> Prompt:
Could you transcribe all the entries exactly, omitting the pictures?

> The data:
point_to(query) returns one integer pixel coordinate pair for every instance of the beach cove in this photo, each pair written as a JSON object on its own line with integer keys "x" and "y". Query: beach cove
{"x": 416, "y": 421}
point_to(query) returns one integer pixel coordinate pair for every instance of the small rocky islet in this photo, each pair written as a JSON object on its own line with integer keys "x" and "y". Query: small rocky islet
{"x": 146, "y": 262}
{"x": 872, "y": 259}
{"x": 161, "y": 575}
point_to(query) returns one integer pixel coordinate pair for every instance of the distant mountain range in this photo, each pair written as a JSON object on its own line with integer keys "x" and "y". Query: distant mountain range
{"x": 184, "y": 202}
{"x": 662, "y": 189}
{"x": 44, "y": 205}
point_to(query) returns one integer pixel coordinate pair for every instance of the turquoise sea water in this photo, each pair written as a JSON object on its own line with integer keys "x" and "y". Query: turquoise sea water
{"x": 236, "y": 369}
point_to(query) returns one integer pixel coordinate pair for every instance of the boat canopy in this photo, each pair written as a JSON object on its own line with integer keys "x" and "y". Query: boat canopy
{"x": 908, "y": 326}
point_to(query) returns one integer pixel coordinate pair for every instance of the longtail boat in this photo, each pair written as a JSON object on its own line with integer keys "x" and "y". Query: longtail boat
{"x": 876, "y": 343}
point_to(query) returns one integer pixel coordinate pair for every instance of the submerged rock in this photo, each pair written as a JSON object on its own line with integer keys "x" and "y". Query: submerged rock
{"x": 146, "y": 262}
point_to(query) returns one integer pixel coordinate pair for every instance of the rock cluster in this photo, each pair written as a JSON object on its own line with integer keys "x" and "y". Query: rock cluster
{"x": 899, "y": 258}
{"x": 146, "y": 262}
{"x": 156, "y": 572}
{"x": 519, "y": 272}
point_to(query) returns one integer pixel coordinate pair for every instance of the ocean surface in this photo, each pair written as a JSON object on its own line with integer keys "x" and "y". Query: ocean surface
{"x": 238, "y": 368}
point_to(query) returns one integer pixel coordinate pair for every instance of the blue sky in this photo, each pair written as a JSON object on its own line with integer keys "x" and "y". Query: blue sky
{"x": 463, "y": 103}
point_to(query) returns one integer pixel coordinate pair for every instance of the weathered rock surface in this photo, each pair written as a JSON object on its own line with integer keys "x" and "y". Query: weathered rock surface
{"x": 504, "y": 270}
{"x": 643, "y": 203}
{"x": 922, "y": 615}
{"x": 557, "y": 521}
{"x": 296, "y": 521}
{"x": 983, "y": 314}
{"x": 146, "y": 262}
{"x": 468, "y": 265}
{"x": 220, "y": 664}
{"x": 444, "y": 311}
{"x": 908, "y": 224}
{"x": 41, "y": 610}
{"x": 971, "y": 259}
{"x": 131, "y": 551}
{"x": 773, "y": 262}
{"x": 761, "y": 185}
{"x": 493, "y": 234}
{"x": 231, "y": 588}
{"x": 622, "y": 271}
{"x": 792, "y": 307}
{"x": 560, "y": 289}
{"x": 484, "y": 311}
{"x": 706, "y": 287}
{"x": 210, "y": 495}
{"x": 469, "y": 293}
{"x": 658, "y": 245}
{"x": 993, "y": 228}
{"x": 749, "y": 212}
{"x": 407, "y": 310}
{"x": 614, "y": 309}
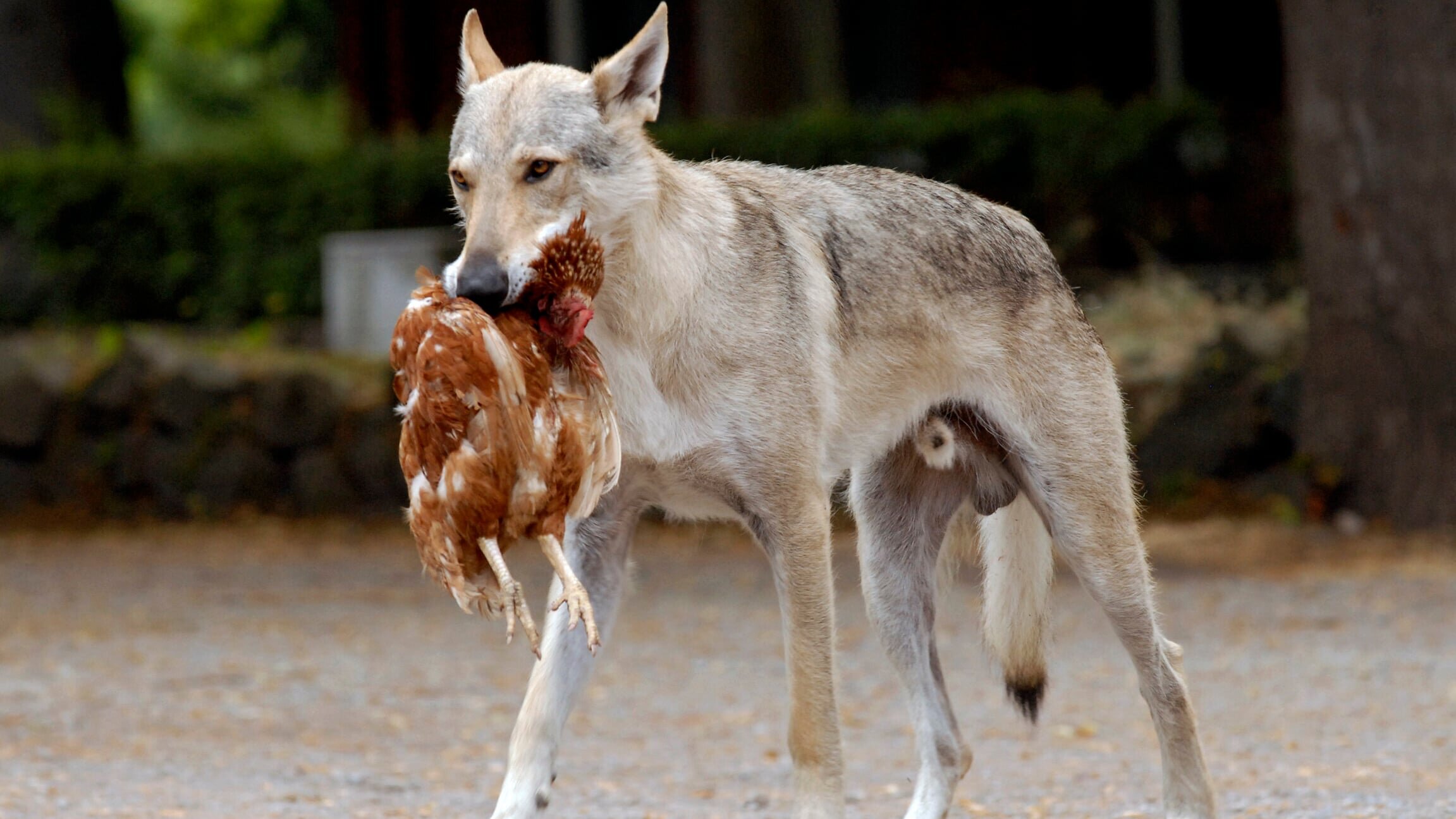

> Solution for this exercise:
point_to(query) returns one integer pixel coordinate pair for every instance of the beach cove in this photo, each pair written as a JSON object on its own line with integer keys "x" and "y". Query: beach cove
{"x": 416, "y": 421}
point_to(query) returns one integer pixel coordinate pair for every instance of the small rocky islet in this photo, each pair written as a JSON object on its own line with integer keys "x" and "y". Query: small rocky islet
{"x": 146, "y": 262}
{"x": 872, "y": 259}
{"x": 161, "y": 575}
point_to(query) returns one integer pixel coordinate pair for every instance of the distant mountain range in this photo, each pair written as a JSON object on its own line with integer keys "x" and "y". Query: distant mountain range
{"x": 184, "y": 202}
{"x": 662, "y": 189}
{"x": 44, "y": 205}
point_to(query) returns one integer pixel coordinate pair for every instance of the turquoise sea water in this photo, each pair written as a JSON object on its own line with integer keys "x" and "y". Query: turquoise sea water
{"x": 236, "y": 369}
point_to(query) returns one integer pixel coordinate pair for every instance of the boat canopy in this photo, each pair written as a JSON object on its own line with integer keys "x" and "y". Query: boat canopy
{"x": 908, "y": 326}
point_to(query) returns one integer pixel coordinate pair for every instance of the longtail boat in this photo, each pair written as a JSON object on its own line with integer keys "x" and "y". Query: longtail boat
{"x": 876, "y": 343}
point_to(query) returns one integer pixel coordinate pair for every instance of the submerged rock in this photo, each pair written as a JSON object on its own line with integer keys "x" and "y". Query: submerged rock
{"x": 146, "y": 262}
point_to(query) returns one integer pixel coordinate pair for every instance of the rock cluster in this photo, each pair written as a JSON object on its own line with integer keys "x" and "y". Query: rock cluster
{"x": 899, "y": 258}
{"x": 146, "y": 262}
{"x": 156, "y": 572}
{"x": 519, "y": 272}
point_to(query) returns one integer pixel coordinate pair for every instance of the ocean surface in this photo, each pair written as a JSON object on its own line with integer keys "x" and "y". Query: ocean surface
{"x": 238, "y": 368}
point_to(query) returns one integer pixel coordinate pair for every instance of the blue sky in this photo, each pair written as a JSON object on its own line with integer keys "x" and "y". Query: blue sky
{"x": 463, "y": 103}
point_to(query) returns one integer pixel coordinate pair for every instance of the weathered rock surface in this photo, each pair written as a JSON object on its own line with integer keys "x" and "y". Query: weathered rock surface
{"x": 504, "y": 270}
{"x": 643, "y": 203}
{"x": 922, "y": 615}
{"x": 557, "y": 521}
{"x": 296, "y": 521}
{"x": 983, "y": 314}
{"x": 146, "y": 262}
{"x": 468, "y": 265}
{"x": 220, "y": 664}
{"x": 444, "y": 311}
{"x": 908, "y": 224}
{"x": 41, "y": 610}
{"x": 971, "y": 259}
{"x": 131, "y": 551}
{"x": 773, "y": 262}
{"x": 761, "y": 185}
{"x": 493, "y": 234}
{"x": 231, "y": 588}
{"x": 622, "y": 271}
{"x": 792, "y": 307}
{"x": 560, "y": 289}
{"x": 484, "y": 311}
{"x": 706, "y": 287}
{"x": 210, "y": 495}
{"x": 469, "y": 293}
{"x": 658, "y": 245}
{"x": 993, "y": 228}
{"x": 749, "y": 212}
{"x": 407, "y": 310}
{"x": 614, "y": 309}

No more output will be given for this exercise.